**Work request**
Your output should be the lines from the one that contains "on the clock" to the end of the listing, transcribed exactly. Include nothing else.

**Working data**
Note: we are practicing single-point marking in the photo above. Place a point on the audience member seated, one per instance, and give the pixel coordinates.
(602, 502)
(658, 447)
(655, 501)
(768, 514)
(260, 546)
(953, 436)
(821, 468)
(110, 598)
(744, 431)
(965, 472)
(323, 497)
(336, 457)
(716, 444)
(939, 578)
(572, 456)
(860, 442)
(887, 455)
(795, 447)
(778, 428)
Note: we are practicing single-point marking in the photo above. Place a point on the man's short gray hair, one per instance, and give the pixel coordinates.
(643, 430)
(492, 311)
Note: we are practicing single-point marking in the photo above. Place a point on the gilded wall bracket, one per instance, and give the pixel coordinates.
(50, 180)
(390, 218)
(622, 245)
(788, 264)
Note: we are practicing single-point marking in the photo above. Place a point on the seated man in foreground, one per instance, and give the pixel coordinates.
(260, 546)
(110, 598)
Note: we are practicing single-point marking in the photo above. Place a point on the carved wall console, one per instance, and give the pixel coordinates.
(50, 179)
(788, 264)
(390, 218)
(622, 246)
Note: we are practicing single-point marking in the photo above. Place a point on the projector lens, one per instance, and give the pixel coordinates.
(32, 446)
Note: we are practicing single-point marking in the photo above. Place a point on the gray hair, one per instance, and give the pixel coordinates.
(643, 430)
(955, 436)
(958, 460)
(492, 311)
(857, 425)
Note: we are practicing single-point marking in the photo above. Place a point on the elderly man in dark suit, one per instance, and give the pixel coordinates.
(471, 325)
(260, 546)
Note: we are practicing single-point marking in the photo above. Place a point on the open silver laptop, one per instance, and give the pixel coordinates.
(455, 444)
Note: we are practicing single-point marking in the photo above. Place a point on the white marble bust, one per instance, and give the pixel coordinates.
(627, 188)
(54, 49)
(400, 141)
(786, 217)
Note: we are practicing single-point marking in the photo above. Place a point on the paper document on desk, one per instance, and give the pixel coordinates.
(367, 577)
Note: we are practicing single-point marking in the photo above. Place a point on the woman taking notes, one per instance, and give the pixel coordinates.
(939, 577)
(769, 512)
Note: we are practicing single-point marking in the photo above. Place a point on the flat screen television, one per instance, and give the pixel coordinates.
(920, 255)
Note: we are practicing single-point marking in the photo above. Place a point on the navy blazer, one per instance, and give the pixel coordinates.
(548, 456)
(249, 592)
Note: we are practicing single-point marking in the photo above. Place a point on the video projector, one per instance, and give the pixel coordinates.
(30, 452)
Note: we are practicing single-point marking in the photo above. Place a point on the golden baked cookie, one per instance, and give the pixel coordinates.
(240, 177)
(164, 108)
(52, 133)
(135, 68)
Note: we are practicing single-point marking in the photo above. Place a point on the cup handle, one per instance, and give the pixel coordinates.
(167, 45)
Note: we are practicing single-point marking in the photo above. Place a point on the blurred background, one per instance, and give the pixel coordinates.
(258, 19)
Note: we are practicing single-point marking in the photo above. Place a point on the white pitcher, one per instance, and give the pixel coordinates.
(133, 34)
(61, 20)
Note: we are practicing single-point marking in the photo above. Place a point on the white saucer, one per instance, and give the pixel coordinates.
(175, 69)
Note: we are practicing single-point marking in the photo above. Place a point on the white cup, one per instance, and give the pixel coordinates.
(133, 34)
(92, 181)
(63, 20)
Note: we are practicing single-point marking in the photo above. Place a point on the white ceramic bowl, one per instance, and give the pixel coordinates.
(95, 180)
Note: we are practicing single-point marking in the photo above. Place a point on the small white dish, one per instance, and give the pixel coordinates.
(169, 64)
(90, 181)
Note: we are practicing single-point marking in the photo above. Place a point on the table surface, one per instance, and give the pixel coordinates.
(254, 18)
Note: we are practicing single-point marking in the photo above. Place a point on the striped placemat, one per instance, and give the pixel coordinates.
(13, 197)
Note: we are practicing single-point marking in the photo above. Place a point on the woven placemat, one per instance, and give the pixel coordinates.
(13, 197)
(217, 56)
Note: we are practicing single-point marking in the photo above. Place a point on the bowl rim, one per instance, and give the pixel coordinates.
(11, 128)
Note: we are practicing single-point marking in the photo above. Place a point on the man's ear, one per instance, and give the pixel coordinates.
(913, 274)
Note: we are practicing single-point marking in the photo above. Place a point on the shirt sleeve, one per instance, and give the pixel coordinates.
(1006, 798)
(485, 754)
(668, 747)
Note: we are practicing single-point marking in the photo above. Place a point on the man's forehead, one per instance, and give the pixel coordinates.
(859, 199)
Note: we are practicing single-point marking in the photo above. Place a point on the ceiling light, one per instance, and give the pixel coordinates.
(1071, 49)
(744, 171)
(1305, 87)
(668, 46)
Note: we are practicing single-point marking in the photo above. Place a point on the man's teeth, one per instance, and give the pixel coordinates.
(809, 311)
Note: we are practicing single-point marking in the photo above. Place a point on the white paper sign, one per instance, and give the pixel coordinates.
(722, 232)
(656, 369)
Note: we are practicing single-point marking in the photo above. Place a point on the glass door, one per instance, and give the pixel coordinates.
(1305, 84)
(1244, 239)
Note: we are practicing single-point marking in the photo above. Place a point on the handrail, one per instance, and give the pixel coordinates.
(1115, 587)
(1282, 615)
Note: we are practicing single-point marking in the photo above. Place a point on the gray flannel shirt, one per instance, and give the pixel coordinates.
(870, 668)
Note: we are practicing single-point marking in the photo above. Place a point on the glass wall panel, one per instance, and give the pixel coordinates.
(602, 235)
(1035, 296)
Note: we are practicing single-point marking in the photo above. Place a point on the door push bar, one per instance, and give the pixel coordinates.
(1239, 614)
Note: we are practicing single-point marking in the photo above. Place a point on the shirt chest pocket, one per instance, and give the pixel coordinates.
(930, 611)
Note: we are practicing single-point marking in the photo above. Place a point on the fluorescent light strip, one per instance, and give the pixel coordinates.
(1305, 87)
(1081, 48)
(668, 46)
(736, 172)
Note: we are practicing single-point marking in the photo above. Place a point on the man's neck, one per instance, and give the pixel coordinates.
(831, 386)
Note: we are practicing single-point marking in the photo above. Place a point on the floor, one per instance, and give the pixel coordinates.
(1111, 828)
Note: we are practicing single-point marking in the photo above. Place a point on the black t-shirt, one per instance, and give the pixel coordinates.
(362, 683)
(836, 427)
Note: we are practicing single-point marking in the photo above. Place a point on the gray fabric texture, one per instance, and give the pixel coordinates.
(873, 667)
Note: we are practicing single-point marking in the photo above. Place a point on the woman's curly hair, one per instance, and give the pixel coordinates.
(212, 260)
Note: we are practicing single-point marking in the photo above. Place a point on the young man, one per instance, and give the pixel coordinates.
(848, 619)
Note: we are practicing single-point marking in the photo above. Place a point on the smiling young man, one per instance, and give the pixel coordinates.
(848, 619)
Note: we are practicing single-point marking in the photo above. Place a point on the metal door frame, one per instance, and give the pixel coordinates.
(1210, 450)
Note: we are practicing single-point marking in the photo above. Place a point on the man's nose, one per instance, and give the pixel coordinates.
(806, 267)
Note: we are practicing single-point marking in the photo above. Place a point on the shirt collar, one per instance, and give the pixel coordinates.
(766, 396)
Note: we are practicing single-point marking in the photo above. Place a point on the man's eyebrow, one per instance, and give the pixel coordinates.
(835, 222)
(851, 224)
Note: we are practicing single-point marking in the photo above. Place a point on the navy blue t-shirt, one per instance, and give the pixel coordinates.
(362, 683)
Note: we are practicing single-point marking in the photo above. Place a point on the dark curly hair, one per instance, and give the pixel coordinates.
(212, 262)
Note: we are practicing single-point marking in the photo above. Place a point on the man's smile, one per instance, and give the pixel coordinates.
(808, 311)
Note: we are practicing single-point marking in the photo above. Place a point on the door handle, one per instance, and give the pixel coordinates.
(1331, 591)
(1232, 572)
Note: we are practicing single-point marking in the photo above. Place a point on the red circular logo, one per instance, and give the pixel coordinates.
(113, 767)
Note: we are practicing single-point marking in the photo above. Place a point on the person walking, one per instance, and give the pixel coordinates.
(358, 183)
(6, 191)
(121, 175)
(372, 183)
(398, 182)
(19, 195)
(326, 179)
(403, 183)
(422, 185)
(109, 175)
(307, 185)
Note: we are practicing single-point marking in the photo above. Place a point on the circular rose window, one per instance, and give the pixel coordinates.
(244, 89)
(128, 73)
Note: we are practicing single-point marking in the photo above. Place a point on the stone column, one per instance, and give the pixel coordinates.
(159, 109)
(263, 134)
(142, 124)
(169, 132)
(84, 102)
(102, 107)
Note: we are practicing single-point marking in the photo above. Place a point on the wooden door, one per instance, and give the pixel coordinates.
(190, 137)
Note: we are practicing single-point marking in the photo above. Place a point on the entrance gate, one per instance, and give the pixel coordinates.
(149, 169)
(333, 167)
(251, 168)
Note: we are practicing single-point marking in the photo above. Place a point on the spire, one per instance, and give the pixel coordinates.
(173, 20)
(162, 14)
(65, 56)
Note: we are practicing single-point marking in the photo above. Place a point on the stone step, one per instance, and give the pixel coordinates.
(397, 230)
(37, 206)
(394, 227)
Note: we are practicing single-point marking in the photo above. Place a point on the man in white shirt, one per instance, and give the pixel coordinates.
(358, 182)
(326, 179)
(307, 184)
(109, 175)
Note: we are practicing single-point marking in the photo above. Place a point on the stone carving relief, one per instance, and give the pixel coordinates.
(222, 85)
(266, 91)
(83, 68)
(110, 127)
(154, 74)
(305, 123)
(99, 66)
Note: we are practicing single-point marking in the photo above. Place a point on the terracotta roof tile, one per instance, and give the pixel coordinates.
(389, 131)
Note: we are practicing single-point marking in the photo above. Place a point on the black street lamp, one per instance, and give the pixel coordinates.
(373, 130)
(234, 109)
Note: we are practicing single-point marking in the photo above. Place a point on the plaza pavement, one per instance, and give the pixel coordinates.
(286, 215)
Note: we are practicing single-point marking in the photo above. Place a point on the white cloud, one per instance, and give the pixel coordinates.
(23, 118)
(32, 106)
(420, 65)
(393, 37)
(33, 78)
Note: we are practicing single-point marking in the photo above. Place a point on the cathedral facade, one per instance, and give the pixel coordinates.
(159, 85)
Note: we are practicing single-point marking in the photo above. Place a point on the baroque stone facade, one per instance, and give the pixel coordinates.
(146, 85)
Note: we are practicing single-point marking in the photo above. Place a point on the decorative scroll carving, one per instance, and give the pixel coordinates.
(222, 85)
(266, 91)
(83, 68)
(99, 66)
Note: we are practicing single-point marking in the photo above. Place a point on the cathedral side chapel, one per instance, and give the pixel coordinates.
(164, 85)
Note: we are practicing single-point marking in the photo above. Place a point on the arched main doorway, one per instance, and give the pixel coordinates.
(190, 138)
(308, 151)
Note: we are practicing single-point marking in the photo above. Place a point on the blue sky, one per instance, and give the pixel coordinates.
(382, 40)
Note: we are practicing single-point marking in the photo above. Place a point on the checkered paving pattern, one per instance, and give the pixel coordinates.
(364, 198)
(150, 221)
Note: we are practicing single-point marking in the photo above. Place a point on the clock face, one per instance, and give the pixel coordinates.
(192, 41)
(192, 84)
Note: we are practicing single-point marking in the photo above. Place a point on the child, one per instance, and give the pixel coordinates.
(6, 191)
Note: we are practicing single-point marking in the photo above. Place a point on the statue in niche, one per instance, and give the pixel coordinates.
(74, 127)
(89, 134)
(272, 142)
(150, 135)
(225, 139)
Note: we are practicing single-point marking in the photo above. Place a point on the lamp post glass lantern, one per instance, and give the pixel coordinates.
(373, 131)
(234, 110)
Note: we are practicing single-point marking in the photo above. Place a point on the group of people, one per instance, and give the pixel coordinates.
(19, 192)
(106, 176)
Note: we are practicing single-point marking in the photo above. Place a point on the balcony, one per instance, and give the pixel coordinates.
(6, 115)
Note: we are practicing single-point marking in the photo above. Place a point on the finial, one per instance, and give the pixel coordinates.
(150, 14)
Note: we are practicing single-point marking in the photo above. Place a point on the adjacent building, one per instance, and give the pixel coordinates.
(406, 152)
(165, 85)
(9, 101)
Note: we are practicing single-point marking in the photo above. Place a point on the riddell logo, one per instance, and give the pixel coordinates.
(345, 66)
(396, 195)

**Response to the exercise**
Note: we are practicing single-point marking in the photo above. Place a point on the clock face, one per instance, and give the pixel coordinates.
(192, 41)
(192, 84)
Note: we are practicing single-point marking in the photo above. Place a point on the child, one per instance, and give the pixel coordinates.
(6, 191)
Note: we are practicing single-point marking in the photo above. Place a point on the statue in niche, one per instance, and give the pixel coordinates.
(74, 127)
(89, 134)
(272, 142)
(150, 135)
(225, 139)
Note: we are practicing single-point marking in the photo above. Place a point on the lamp post glass lantern, one per instance, and give the pixel coordinates.
(373, 131)
(234, 110)
Note: we are practicing single-point marking in the photo above. Place a point on the group of people, one per instance, and give the pixel coordinates.
(19, 192)
(106, 176)
Note: we are practicing single-point marking in the photo above. Place a point on the balcony, one per instance, and give the pixel coordinates.
(6, 115)
Note: we are practicing single-point marking in the photo above. Place a point on the finial, one per instance, and give the pixel coordinates.
(150, 14)
Note: we are practicing single-point marking in the photo above. Place a point on the adjacent building, one per instance, and give the pixel coordinates.
(406, 152)
(165, 85)
(9, 101)
Note: we are practicing single-point marking in the photo above. Place a point on the riddell logo, one per instance, and give the pixel coordinates.
(345, 66)
(396, 195)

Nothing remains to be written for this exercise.